I discussed this with Earl Geddes at the 2005 Great Plains Audiofest (later renamed the Lone Star Audiofest) and he proposed an alternate configuration, one that puts subs in a random or semi-random arrangement. His idea is that the statistical deviation throughout the room will be averaged better by decorrelation. It makes some sense mathematically, and common sense tell you that if you want to average everything, a random distribution might do that better than an ordered distribution. After all, the room dimensions and the reflections from them are periodic, so the best thing to do to break this up is to introduce a randomizing element. That's the Geddes idea, in a nutshell.
The problem with both approaches is they work best in the lower modal range, up to about 100Hz or so. This is because the average room size separates the woofer locations by wavelength scale at these frequencies. Spreading woofers around the room puts them tens of feet apart, and on a wavelength scale, this tends to smooth frequencies up to about 100Hz.
However, there remains about an octave of the modal range that isn't effectively mitigated by this approach. Room modes extend up to the Schroeder frequency, which is the approximate frequency where modes are no longer distinct and become more of an averaged field. The Schroeder frequency is a function of room dimensions, and is usually between 150Hz and 200Hz for most average home listening rooms. Similarly, there are also self-interference notches that can form in this range from the nearest boundaries, usually the floor, the ceiling and the wall behind the speakers. Each of these types of self-interference can (and usually do) create notches in the response between 100Hz and 200Hz, if not mitigated in some manner.
════════════════
SET TASKS:
(A) From the subwoofer placement text, pull out the passage that begins at the words "The problem with" and stops after "to about 100Hz.", copying it word for word.
(B) According to the subwoofer placement text, what is the usual range of the Schroeder frequency for most average home listening rooms?

Object pointing dataset rows
════════════════
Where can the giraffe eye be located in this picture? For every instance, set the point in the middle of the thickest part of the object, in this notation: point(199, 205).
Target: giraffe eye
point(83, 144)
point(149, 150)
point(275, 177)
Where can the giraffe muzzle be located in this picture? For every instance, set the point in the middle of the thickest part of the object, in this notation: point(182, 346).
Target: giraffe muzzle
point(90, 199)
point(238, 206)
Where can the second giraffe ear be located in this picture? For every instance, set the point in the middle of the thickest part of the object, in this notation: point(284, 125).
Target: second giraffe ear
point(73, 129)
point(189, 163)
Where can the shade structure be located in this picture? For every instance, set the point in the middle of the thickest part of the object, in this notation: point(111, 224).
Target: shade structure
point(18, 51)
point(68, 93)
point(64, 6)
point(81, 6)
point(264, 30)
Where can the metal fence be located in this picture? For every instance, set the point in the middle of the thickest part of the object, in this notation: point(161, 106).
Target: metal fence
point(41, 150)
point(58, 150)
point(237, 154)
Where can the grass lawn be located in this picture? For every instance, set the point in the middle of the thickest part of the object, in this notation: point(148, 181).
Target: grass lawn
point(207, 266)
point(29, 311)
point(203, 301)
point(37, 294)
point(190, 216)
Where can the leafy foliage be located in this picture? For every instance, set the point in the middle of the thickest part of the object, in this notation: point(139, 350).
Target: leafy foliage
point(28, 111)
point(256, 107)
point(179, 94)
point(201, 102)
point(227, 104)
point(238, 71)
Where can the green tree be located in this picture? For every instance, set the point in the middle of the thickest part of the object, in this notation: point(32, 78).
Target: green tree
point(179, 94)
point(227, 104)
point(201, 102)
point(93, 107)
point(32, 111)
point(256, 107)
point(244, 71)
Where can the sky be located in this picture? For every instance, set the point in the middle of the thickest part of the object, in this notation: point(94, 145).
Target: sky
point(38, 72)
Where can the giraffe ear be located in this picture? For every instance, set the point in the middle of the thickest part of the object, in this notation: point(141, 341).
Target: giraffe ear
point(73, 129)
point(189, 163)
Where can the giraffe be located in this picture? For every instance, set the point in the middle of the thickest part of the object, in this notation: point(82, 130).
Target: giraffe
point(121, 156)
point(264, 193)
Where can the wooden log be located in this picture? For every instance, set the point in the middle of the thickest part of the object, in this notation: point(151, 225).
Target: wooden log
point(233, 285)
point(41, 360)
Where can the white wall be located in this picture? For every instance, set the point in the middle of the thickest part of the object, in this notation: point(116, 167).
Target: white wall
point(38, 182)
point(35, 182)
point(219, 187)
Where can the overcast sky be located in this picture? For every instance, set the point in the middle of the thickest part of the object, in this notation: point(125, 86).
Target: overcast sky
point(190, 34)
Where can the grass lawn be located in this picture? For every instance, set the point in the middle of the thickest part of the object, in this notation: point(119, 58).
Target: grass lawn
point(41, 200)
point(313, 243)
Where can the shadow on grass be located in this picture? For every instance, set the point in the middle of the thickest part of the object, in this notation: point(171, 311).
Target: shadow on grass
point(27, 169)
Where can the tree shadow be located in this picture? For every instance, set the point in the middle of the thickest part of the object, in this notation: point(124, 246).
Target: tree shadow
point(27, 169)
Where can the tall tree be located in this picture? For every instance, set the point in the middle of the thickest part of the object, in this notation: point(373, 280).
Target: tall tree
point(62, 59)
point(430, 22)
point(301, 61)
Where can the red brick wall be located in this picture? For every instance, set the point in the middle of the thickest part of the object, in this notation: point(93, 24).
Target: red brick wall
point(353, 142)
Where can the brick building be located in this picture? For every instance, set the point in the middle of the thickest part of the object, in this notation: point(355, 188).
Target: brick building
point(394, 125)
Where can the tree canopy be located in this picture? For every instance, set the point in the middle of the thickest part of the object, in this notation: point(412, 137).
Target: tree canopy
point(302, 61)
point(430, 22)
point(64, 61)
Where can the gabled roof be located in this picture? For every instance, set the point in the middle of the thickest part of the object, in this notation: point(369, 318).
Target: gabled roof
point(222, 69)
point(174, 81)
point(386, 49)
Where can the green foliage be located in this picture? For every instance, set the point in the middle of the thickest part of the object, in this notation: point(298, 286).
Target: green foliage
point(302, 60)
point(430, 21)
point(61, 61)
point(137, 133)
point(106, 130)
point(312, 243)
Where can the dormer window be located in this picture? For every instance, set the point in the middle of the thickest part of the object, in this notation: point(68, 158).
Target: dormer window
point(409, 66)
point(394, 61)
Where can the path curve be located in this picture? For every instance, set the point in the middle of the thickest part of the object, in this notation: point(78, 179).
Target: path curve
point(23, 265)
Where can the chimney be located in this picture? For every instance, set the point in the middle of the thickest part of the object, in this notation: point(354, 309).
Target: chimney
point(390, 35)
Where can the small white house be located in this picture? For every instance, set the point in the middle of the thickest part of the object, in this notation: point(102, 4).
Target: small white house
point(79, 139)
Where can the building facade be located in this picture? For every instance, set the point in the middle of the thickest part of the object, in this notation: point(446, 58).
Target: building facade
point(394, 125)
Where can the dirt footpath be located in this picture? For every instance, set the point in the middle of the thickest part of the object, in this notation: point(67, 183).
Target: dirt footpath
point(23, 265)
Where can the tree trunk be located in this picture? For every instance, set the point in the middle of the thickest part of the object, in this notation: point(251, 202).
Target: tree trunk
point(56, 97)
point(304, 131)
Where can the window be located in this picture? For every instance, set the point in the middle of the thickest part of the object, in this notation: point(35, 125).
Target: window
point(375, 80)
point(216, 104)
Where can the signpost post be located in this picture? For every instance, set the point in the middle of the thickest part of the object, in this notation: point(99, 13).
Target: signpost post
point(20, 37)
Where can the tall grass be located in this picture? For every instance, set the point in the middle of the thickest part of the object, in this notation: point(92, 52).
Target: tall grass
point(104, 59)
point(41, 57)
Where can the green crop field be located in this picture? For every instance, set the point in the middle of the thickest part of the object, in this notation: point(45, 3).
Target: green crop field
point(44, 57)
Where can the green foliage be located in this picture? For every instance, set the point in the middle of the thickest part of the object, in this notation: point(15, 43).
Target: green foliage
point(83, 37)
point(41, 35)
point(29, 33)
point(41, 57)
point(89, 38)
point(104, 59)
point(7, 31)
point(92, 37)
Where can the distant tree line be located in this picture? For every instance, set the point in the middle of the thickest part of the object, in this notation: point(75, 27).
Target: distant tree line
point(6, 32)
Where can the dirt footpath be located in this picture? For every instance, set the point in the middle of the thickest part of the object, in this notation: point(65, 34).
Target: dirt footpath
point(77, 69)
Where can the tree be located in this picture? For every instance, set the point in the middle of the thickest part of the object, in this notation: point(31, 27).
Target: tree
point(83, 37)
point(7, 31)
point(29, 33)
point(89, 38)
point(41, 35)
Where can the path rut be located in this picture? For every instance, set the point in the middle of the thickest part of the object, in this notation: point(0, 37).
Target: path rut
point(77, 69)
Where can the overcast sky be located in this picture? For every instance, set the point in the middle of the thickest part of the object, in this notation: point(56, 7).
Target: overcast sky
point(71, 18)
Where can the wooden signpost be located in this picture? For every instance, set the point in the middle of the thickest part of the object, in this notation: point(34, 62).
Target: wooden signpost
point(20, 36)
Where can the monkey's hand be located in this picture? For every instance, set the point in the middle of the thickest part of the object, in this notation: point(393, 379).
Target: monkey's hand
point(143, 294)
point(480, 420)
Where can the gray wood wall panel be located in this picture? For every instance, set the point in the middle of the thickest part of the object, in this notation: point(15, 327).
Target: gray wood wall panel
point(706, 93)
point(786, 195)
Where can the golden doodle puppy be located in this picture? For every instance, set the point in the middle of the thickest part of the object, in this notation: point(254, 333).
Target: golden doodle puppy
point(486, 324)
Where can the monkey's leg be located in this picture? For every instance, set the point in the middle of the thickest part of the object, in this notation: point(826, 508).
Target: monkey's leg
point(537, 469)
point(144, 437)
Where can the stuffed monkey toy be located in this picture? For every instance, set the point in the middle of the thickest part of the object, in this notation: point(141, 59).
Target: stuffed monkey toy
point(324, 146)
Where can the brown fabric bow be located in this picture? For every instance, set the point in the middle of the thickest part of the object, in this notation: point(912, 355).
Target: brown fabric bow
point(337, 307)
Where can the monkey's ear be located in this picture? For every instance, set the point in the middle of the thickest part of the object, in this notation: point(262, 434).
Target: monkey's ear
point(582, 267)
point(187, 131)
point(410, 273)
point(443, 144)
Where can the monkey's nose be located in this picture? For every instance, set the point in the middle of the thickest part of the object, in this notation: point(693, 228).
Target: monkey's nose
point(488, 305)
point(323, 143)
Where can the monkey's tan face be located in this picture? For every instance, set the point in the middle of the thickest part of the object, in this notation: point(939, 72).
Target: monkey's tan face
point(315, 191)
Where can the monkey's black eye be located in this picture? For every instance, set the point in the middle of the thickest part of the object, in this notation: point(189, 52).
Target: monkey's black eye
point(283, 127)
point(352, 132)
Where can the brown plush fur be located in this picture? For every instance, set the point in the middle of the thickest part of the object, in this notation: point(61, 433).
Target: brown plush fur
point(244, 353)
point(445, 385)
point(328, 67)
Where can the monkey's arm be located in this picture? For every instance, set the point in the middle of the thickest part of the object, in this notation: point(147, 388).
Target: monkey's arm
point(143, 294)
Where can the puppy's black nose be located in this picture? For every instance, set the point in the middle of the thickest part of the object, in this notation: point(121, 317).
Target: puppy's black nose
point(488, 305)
════════════════
LIST OF SOLUTIONS:
(A)
The problem with both approaches is they work best in the lower modal range, up to about 100Hz or so. This is because the average room size separates the woofer locations by wavelength scale at these frequencies. Spreading woofers around the room puts them tens of feet apart, and on a wavelength scale, this tends to smooth frequencies up to about 100Hz.

(B) It is usually between 150Hz and 200Hz.